(Data excerpts)
════

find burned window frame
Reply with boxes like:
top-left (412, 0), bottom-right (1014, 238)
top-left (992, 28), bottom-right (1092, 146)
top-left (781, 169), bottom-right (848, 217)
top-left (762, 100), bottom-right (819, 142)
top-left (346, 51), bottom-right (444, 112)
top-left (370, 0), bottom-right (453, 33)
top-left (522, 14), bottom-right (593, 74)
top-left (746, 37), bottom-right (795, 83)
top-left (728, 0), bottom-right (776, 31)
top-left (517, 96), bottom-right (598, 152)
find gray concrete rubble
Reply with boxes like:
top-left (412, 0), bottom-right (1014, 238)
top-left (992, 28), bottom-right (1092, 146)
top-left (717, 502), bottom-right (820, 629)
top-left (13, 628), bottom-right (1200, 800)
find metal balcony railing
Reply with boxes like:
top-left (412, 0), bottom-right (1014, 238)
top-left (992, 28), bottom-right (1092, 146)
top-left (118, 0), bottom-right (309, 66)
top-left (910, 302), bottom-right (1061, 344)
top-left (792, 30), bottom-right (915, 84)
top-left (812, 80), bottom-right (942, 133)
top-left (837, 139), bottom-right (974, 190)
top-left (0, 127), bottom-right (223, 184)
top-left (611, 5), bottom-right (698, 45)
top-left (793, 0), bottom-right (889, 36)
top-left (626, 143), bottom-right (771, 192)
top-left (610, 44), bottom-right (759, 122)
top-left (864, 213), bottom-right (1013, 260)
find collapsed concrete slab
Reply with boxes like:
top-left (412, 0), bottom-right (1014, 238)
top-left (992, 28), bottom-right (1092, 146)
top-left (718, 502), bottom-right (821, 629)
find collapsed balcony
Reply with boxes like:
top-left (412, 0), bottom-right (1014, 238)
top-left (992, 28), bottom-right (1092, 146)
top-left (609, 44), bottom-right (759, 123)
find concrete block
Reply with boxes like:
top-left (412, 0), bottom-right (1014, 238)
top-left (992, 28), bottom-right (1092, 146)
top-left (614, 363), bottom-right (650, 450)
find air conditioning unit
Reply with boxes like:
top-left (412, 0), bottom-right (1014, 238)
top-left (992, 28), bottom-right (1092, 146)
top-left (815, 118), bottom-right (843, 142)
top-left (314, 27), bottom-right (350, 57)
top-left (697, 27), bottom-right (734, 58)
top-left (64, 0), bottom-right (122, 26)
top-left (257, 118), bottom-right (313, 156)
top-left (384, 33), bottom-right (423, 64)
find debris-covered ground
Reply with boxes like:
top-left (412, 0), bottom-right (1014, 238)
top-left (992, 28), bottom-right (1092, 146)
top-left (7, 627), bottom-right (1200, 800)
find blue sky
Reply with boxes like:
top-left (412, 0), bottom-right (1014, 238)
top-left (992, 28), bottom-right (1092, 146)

════

Description of the task:
Isolate the lines above that contain the word "find" and copy them.

Result for this exercise:
find burned window frame
find gray concrete rubble
find metal balcony railing
find collapsed concrete slab
find collapsed balcony
find concrete block
find air conditioning unit
find debris-covered ground
find blue sky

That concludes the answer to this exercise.